> **TASK STATEMENT**: Repeat only the stretch of lines below that runs from the line with "Indicate one point for each instance of the goal post" through the line with "Indicate one point for each instance of the spectator", unaltered.

> **PROVIDED ENTRIES**:
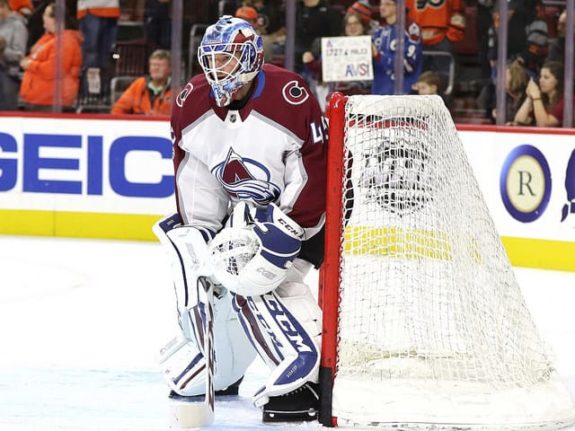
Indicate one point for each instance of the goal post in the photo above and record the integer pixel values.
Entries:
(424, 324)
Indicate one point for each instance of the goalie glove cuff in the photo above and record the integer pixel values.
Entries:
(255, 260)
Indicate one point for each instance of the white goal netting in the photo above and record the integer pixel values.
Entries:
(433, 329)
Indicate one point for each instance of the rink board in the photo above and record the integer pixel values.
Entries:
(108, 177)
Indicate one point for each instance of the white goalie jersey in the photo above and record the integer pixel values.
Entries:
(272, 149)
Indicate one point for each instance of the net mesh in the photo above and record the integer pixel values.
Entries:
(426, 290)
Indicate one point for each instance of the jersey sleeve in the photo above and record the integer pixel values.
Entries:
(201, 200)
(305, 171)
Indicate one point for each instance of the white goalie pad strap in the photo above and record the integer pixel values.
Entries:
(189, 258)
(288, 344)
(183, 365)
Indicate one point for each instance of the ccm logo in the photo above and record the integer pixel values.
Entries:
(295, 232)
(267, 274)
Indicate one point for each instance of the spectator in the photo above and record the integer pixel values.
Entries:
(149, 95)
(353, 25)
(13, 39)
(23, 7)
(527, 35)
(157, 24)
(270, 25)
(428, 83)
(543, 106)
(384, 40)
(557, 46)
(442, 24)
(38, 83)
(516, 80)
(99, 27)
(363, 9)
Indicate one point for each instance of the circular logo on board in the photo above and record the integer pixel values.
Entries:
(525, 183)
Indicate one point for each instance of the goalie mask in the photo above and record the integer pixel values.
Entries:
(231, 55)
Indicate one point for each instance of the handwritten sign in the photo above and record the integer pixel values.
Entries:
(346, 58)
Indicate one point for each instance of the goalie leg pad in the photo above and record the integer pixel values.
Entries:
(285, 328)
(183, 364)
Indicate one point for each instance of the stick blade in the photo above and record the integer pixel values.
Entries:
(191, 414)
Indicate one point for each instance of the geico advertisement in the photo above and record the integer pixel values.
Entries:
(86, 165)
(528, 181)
* * *
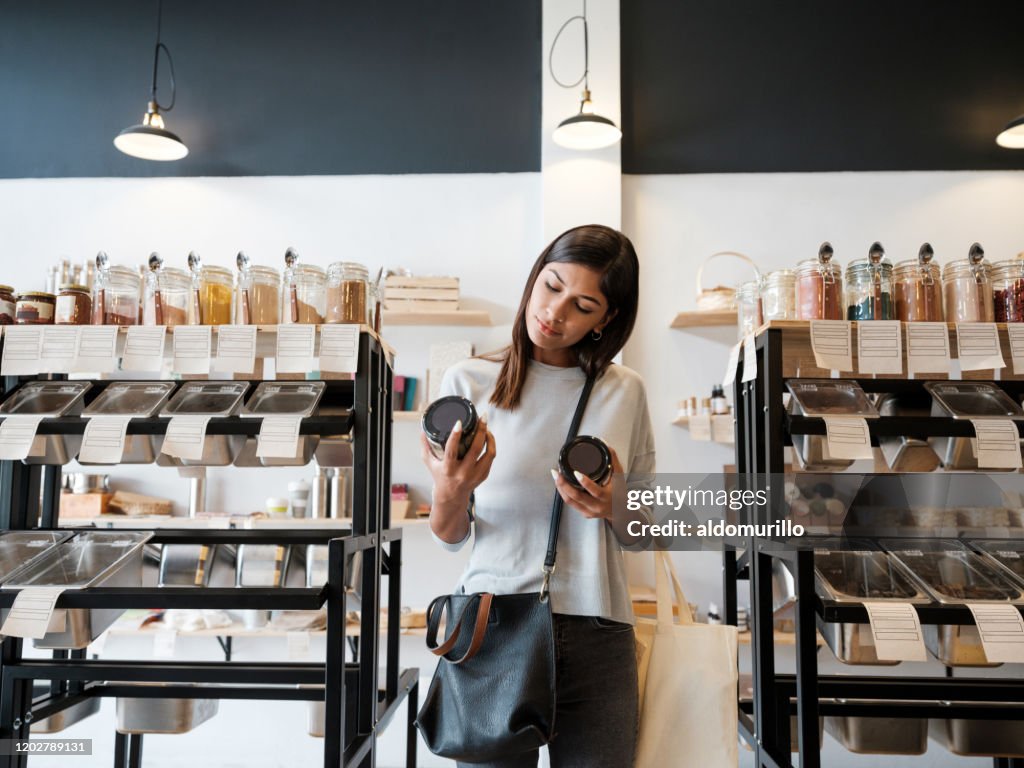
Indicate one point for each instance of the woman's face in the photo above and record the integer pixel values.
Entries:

> **EXERCISE OUTPUT**:
Indicate one point for each instance of the goal post in the photo above and record the integer pixel values.
Entries:
(424, 324)
Indicate one point for each instance of the goalie glove cuff in the photo above and record the integer pixel values.
Entries:
(255, 260)
Indicate one point for each instance of the white goal netting in the photo above and record the integer pixel values.
Entries:
(433, 329)
Indicate one point for each instance of the rink board in the photo above and record the integer pixel values.
Entries:
(108, 177)
Indicate one point for each instance of the white goalie jersey in the photo above and record the integer pixel values.
Entries:
(272, 149)
Indicate one point for each instance of the net mesh in the photo above and record the integer pixel values.
Entries:
(426, 290)
Indicate one point for each instance of the jersey sleeve in the photo above and record the integer pixel values.
Entries:
(201, 200)
(305, 171)
Indicate one point for each instance of the white goalie pad strap in the photo above and record the integer pixel values.
Entries:
(189, 258)
(288, 344)
(183, 365)
Indicate one point for each instance of the ccm logo in the photo above and record the integer pixel values.
Entries:
(295, 232)
(267, 274)
Indicate one point for each instance of the spectator in the photo above and record the integer pixel values.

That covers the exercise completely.